Selected passage:
**********

The surrounding woods are home to the elusive state bird, ruffed grouse, as well as the ubiquitous state animal, white-tailed deer.
This location, aside the meandering Little Fishing Creek, along the backbone of Nittany Mountain, is within Bald Eagle State Forest in Centre County. It’s a typical scene across Pennsylvania.
On the surface, it appears idyllic. But a closer look reveals the presence of numerous invaders. Experts say climate change is fueling and favoring the growth of invasive species—in many cases, at the expense of Pennsylvania’s cherished symbols. But environmental workers are trying to help those Pa. icons by discovering ways to reverse invasive species’ effects.
It sounds like a gunshot, says Jim Altemus, a forest health program specialist with Pennsylvania’s Department of Conservation and Natural Resources.
“You hear a big crash, you look over, and there’s a tree—you see it bouncing off the ground, and there’s not a breath of wind. Woah,” said Jim Altemus, a forest health program specialist with Pennsylvania’s Department of Conservation and Natural Resources.
He’s describing the sound of a giant hemlock, 200 years old or more, falling and triggering sharp, cracking echoes through dense, old-growth forests.
It could be the sound of climate-related damage.
Hemlocks are especially hard-hit in Snyder-Middleswarth Natural Area, Snyder County, within Bald Eagle State Forest; and Alan Seeger Natural Area, Huntingdon County, in Rothrock State Forest, where a mile-long loop trail includes a wayfinding sign explaining how a tiny invasive species — aided by a warming, wetter climate — is bringing the mighty trees down.
“The biggest threat to our forests from climate change is the expansion of Hemlock Woolly Adelgid (HWA), because HWA responds well to a warmer climate,” said Meredith Seltzer, a DCNR forest program specialist.
At Alan Seeger Natural Area, giant evergreens, once graceful sentinels, are awkwardly strewn across the forest floor, in varying stages of decomposition, or dangling mid-air, often entangled with neighboring trees. Patches of sky reveal gaping holes in the tree canopy where hemlocks once stood.
Many are victims of HWA, an insect native to Asia, first found in Pennsylvania in 1967. Tiny white woolly egg sac “balls” on the soft underside of needles are evidence of the insects’ presence. Their damage isn’t visible: The adelgid attaches to the base of a hemlock needle, and, over seasons, sucks a tree’s sap and nutrients. Left untreated, Altemus said, hemlocks weaken and die within five to 10 years.
That timeframe opens a window of opportunity.
“HWA takes so long to kill the tree, it gives you the chance to do something, to try to get a handle on it.”
DNCR is taking two approaches: chemically treating specific trees – a tall task within state forests – and releasing “good” predatory insects or fungi that eat the adelgids.
At Alan Seeger, DCNR staff last treated hemlocks in 2017, targeting the most prominent trees — those measuring at least 20 inches in diameter standing along roadways, the loop trail and shading picnic areas. Six years later, the treated trees appear to be standing strong.

**********

Task prompt: Copy out the forest article between "That timeframe opens" and "eat the adelgids.", inclusive, switching "predatory" to "beneficial". The records that follow are separate material with no connection to the text.

Data entries
**********

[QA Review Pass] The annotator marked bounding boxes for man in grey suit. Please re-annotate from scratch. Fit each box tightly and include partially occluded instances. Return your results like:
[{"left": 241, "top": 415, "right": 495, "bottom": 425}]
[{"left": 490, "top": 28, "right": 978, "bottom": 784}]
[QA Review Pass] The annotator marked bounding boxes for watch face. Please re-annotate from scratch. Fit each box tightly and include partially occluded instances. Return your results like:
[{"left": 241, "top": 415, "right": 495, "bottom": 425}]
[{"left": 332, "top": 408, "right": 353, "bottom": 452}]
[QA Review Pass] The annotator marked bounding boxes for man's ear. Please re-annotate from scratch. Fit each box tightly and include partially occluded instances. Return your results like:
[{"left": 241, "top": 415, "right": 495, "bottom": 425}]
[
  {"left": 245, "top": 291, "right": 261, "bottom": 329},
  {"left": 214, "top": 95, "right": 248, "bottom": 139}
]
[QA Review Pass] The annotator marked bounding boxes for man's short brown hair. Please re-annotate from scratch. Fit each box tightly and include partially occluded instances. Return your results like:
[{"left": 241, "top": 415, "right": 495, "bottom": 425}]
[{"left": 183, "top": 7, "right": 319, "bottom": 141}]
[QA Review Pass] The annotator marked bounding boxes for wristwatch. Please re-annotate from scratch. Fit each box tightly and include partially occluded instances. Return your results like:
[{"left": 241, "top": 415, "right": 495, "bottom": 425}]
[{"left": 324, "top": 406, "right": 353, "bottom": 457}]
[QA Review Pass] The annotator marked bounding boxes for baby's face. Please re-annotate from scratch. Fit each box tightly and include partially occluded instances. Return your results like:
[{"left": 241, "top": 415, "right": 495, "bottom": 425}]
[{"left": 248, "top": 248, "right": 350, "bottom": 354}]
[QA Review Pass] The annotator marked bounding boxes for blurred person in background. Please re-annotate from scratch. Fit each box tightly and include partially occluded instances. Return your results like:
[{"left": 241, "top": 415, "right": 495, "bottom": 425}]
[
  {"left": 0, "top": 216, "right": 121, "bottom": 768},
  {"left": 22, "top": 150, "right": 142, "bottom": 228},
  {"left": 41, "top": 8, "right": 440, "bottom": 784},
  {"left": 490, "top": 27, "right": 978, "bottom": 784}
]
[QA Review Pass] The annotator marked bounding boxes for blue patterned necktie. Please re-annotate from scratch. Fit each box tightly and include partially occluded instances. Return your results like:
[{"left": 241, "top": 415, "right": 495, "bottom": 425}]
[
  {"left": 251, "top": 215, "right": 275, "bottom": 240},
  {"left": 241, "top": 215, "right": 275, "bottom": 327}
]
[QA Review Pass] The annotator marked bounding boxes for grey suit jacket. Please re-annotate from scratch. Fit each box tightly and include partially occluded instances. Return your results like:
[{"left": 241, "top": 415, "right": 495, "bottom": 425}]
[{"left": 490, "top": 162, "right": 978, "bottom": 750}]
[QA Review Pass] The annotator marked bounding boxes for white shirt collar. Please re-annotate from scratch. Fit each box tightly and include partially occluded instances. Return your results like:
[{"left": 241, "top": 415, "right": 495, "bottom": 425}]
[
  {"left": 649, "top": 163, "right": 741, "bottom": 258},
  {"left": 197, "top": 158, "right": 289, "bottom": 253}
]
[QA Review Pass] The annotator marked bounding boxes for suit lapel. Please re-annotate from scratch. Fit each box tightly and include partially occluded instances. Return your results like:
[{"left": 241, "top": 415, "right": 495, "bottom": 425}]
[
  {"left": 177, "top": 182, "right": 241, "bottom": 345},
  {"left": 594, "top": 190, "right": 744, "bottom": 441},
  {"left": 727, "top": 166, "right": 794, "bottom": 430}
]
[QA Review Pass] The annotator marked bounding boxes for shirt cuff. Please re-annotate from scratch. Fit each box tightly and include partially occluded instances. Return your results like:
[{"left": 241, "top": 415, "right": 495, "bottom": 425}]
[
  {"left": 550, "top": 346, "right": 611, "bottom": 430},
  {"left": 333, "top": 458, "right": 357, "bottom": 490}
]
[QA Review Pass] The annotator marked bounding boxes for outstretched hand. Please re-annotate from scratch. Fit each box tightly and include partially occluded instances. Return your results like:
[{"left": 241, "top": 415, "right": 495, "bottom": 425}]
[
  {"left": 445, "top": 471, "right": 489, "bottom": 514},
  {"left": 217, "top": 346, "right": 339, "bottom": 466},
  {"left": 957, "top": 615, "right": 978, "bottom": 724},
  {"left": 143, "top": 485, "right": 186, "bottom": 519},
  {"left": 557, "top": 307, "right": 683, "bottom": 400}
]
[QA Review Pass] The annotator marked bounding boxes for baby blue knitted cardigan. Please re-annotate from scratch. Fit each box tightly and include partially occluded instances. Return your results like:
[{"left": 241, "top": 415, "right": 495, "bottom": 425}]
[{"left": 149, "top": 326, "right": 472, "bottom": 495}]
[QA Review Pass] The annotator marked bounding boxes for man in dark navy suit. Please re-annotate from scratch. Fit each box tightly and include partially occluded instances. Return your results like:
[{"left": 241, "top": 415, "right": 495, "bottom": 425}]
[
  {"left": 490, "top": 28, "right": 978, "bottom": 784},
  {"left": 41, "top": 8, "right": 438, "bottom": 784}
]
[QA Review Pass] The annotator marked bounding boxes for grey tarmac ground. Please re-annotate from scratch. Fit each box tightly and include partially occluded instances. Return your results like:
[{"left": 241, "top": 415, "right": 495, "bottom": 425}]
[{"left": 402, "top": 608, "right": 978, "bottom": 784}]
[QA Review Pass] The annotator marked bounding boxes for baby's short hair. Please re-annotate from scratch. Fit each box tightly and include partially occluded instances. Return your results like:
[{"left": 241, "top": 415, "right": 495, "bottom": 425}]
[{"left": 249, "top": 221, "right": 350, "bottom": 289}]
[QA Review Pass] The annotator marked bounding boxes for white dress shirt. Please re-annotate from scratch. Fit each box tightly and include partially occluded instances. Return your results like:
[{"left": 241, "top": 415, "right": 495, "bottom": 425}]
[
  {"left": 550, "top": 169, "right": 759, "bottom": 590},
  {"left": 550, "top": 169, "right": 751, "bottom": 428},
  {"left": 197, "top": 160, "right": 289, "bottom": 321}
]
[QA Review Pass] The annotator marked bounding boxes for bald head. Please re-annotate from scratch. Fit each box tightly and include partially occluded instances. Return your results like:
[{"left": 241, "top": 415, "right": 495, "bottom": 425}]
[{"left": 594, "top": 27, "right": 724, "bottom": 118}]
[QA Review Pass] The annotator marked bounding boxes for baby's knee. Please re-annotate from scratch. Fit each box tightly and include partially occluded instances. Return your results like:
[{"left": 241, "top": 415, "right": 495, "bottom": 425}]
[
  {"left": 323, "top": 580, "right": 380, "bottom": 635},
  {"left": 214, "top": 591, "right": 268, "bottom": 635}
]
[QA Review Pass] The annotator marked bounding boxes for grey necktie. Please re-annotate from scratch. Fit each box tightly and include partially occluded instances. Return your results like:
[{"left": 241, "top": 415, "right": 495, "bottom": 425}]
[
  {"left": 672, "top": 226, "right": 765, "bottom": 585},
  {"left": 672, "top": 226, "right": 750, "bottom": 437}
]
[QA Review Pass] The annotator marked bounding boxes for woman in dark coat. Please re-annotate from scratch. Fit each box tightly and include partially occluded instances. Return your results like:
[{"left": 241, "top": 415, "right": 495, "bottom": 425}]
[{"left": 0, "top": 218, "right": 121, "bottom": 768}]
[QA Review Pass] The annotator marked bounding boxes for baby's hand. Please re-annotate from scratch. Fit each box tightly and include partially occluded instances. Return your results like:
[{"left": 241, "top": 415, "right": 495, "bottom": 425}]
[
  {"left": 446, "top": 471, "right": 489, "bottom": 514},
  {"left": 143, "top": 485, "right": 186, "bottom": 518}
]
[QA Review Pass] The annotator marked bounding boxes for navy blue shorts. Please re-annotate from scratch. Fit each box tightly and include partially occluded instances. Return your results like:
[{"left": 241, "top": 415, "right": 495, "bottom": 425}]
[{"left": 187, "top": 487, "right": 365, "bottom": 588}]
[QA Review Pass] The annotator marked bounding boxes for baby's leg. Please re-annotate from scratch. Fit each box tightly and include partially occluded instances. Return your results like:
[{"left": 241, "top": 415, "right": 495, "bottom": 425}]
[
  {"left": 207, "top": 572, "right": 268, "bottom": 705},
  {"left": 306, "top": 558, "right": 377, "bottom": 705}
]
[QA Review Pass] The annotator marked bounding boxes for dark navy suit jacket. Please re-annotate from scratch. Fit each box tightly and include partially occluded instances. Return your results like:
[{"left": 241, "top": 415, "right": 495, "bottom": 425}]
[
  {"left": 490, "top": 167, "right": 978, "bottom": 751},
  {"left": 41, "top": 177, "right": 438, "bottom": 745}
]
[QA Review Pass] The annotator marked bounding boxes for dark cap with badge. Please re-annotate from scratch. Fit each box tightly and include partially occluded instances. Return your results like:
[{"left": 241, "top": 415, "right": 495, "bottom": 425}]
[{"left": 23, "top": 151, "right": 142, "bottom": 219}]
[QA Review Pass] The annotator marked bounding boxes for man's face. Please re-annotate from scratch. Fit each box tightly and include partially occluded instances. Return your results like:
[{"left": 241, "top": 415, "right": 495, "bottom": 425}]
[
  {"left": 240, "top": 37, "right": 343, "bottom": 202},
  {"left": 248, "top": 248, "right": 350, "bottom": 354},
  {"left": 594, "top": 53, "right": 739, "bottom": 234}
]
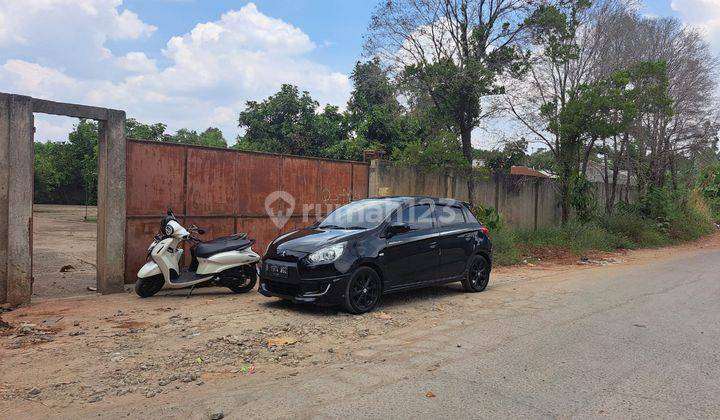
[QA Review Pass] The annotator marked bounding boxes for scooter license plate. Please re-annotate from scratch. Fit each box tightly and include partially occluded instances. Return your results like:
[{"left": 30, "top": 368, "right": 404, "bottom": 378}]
[{"left": 266, "top": 264, "right": 287, "bottom": 277}]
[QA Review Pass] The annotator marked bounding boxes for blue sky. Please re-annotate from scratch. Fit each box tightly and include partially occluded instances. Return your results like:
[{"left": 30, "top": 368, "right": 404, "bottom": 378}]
[{"left": 0, "top": 0, "right": 720, "bottom": 142}]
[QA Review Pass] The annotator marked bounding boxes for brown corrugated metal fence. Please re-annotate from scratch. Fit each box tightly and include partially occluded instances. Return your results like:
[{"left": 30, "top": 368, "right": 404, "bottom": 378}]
[{"left": 125, "top": 140, "right": 369, "bottom": 283}]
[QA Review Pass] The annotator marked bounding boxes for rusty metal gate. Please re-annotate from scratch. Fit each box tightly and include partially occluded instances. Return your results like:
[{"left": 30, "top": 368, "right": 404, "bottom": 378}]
[{"left": 125, "top": 140, "right": 369, "bottom": 283}]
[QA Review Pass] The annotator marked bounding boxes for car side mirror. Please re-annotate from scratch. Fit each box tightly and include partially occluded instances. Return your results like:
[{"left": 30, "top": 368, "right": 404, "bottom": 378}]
[{"left": 385, "top": 222, "right": 412, "bottom": 237}]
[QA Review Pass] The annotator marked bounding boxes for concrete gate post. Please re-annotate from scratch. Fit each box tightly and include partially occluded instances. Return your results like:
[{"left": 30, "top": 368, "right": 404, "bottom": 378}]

**********

Answer to this problem:
That timeframe opens a window of opportunity.
“HWA takes so long to kill the tree, it gives you the chance to do something, to try to get a handle on it.”
DNCR is taking two approaches: chemically treating specific trees – a tall task within state forests – and releasing “good” beneficial insects or fungi that eat the adelgids.